Task: Copy every one of the items below word for word, keeping each line as it stands.

******

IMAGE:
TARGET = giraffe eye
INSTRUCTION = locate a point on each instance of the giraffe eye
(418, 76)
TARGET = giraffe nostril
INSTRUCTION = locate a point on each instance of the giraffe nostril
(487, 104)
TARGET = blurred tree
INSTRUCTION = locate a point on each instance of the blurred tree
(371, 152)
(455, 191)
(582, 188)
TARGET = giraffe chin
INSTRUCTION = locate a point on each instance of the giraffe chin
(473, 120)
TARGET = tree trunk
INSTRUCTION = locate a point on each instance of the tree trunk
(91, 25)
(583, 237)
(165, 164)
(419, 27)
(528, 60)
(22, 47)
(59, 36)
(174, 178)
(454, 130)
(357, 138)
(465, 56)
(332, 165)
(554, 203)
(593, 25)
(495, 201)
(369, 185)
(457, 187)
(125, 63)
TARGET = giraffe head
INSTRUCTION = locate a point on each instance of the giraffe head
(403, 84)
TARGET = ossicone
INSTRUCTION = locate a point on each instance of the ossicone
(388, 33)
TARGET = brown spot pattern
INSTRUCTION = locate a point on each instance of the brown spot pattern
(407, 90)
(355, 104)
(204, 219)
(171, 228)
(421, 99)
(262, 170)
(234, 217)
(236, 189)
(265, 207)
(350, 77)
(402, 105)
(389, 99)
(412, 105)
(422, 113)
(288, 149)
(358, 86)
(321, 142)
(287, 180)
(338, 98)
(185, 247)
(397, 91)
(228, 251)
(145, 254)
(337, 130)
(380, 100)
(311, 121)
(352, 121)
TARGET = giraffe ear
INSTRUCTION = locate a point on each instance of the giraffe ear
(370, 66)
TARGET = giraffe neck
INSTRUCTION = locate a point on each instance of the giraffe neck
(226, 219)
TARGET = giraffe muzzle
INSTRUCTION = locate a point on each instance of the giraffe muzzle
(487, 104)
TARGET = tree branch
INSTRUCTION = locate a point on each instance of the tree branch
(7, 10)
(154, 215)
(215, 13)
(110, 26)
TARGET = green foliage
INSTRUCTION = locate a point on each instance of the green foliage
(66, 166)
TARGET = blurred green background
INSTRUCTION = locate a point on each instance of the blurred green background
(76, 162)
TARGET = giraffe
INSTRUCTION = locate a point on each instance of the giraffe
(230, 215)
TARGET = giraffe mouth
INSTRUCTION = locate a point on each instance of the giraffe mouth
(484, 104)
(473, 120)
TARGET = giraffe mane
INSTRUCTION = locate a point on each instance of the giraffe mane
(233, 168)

******

Solution to this task:
IMAGE:
TARGET = giraffe eye
INSTRUCTION = locate a point on each instance of the giraffe eye
(418, 76)
TARGET = giraffe nostril
INSTRUCTION = locate a point on each instance of the giraffe nostril
(487, 104)
TARGET = blurred tree
INSTRUCTION = locate a point on each instance of the blurred tree
(371, 152)
(455, 191)
(582, 188)
TARGET = giraffe chin
INSTRUCTION = locate a point on each instance of the giraffe chin
(473, 120)
TARGET = tree trunk
INSTRUCTION = locate a point on each instance of the tree trunk
(91, 25)
(583, 237)
(165, 164)
(419, 27)
(528, 60)
(22, 47)
(59, 36)
(174, 178)
(454, 130)
(357, 138)
(465, 56)
(332, 165)
(554, 203)
(593, 25)
(495, 201)
(369, 185)
(457, 187)
(125, 63)
TARGET = giraffe head
INSTRUCTION = locate a point on each instance of the giraffe head
(403, 84)
TARGET = ossicone
INSTRUCTION = locate a point on each instance of the ossicone
(388, 33)
TARGET = brown spot pattern
INSTRUCTION = locate a point on each instance of the brown spot pattern
(407, 90)
(355, 104)
(204, 219)
(171, 228)
(421, 99)
(262, 170)
(234, 217)
(236, 189)
(265, 207)
(350, 77)
(402, 105)
(389, 99)
(412, 105)
(422, 113)
(288, 149)
(358, 86)
(321, 142)
(287, 180)
(338, 98)
(185, 247)
(397, 91)
(228, 251)
(145, 254)
(337, 130)
(380, 100)
(311, 121)
(352, 121)
TARGET = giraffe ear
INSTRUCTION = locate a point on each instance of the giraffe ear
(370, 66)
TARGET = giraffe neck
INSTRUCTION = locate a point on each instance of the giraffe neck
(226, 219)
TARGET = giraffe muzzle
INSTRUCTION = locate a point on each instance of the giraffe muzzle
(487, 104)
TARGET = tree branch
INSTRUCTION = locate a point on each instance of the tree branch
(7, 10)
(154, 215)
(215, 13)
(110, 26)
TARGET = green foliage
INSTRUCTION = locate a point on each instance of the green foliage
(66, 166)
TARGET = blurred green background
INSTRUCTION = locate a point on each instance of the blurred green background
(76, 162)
TARGET = giraffe
INSTRUCTION = locate a point on each instance of the giraffe
(230, 215)
TARGET = giraffe mouth
INSTRUCTION = locate a point on each instance of the giraffe mouth
(484, 104)
(473, 120)
TARGET = giraffe mane
INSTRUCTION = locate a point on each instance of the giraffe mane
(233, 168)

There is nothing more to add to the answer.